[Entries from an annotation dataset]

:::

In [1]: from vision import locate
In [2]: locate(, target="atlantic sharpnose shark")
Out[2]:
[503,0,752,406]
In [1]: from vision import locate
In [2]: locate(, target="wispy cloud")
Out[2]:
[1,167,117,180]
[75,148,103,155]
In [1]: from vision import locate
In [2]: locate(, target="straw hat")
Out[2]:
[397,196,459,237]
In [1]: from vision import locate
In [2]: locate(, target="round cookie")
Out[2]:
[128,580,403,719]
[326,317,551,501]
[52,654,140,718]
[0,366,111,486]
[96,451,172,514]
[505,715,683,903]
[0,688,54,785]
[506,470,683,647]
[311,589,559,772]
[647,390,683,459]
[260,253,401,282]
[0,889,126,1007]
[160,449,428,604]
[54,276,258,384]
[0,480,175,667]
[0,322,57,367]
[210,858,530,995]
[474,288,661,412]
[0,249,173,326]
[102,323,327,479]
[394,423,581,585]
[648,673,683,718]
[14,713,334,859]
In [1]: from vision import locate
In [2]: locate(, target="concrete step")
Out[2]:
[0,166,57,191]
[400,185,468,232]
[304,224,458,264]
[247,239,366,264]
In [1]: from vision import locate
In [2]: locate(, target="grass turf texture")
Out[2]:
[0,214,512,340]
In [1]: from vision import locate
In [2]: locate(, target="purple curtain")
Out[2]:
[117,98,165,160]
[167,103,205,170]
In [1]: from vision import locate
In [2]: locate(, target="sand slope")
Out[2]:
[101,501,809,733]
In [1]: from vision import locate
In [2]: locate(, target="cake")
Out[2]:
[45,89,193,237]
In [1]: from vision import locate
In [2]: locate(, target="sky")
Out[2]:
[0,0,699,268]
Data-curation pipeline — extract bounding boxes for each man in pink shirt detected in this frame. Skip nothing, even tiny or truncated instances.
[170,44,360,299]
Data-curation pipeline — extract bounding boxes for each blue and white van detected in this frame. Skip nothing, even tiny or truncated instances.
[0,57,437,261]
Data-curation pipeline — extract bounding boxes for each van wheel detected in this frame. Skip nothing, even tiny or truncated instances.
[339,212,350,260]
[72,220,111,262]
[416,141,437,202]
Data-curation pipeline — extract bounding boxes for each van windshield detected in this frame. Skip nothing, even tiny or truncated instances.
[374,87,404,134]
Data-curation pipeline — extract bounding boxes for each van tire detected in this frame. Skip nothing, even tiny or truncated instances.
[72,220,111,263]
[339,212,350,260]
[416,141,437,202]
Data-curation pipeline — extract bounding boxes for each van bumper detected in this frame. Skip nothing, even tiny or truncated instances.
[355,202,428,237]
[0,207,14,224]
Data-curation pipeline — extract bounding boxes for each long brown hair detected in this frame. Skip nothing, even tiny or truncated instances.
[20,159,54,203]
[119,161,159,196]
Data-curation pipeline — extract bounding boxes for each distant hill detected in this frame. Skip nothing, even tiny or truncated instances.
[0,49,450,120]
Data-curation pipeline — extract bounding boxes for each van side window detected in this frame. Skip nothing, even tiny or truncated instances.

:::

### WHAT THE TASK ASKS
Put every line of the data above into a numbered list, and leave out any blank lines.

### OUTPUT OF THE TASK
1. In [1]: from vision import locate
2. In [2]: locate(, target="atlantic sharpnose shark")
3. Out[2]:
4. [503,0,752,406]
5. In [1]: from vision import locate
6. In [2]: locate(, target="wispy cloud")
7. Out[2]:
8. [1,167,117,180]
9. [75,148,103,155]
10. In [1]: from vision import locate
11. In [2]: locate(, target="straw hat")
12. Out[2]:
13. [397,196,459,237]
14. In [1]: from vision import locate
15. In [2]: locate(, target="round cookie")
16. Out[2]:
17. [128,580,403,719]
18. [326,317,551,501]
19. [52,654,140,718]
20. [0,366,111,486]
21. [96,451,172,514]
22. [505,715,683,903]
23. [0,688,54,785]
24. [506,470,683,647]
25. [311,589,559,772]
26. [647,390,683,459]
27. [260,253,401,282]
28. [0,889,126,1007]
29. [160,449,428,604]
30. [54,276,258,384]
31. [0,480,175,667]
32. [0,322,57,367]
33. [210,858,530,995]
34. [474,288,661,412]
35. [0,249,173,326]
36. [102,323,327,479]
37. [394,423,581,585]
38. [648,673,683,718]
39. [14,713,334,859]
40. In [1]: from vision import locate
41. In [2]: locate(, target="concrete step")
42. Out[2]:
43. [0,166,57,191]
44. [400,185,468,232]
45. [304,224,458,264]
46. [247,239,366,264]
47. In [1]: from vision import locate
48. In [2]: locate(, target="grass turf texture")
49. Out[2]:
50. [0,214,512,340]
51. In [1]: from vision import locate
52. In [2]: locate(, target="purple curtain")
53. Out[2]:
54. [117,98,165,160]
55. [167,103,205,170]
56. In [1]: from vision import locate
57. In [2]: locate(, target="sand slope")
58. Out[2]:
59. [101,501,809,733]
60. In [1]: from vision import locate
61. In [2]: locate(, target="cake")
62. Out[2]:
63. [45,89,193,237]
64. In [1]: from vision import locate
65. In [2]: locate(, target="sky")
66. Out[2]:
67. [0,0,699,268]
68. Data-curation pipeline — extract bounding boxes for each man in pink shirt detected in this frame. Skip nothing, even tiny or truncated instances.
69. [170,44,360,299]
70. Data-curation pipeline — extract bounding boxes for each blue and white van detected in this frame. Skip nothing, even tiny or truncated instances.
71. [0,57,437,261]
72. Data-curation pipeline — extract bounding boxes for each van wheel detected in this frame. Skip nothing, even tiny or truncated instances.
73. [339,212,350,260]
74. [72,220,111,262]
75. [416,141,437,202]
76. Data-curation pipeline — extract bounding boxes for each van windshield detected in this frame. Skip nothing, even tiny or truncated instances.
77. [374,87,404,134]
78. Data-curation pipeline — extract bounding boxes for each van tire detected in this frame. Skip nothing, even tiny or truncated instances.
79. [72,220,111,263]
80. [339,212,350,260]
81. [416,141,437,202]
82. Data-curation pipeline — extract bounding boxes for each van bumper detected in this frame. Skip nothing, even tiny or truncated instances.
83. [355,202,428,237]
84. [0,207,14,224]
85. Data-curation pipeline — extract bounding boxes for each long brown hair detected in this frame. Skip nothing, even tiny or truncated instances.
86. [20,159,54,203]
87. [119,161,159,196]
88. Data-curation pipeline — extract bounding boxes for each distant hill detected in this frame. Skip nothing, even tiny or truncated instances.
89. [0,49,450,120]
90. Data-curation pipeline — extract bounding boxes for each van side window detected in this frame. Skip nothing, even tiny or truncated instances.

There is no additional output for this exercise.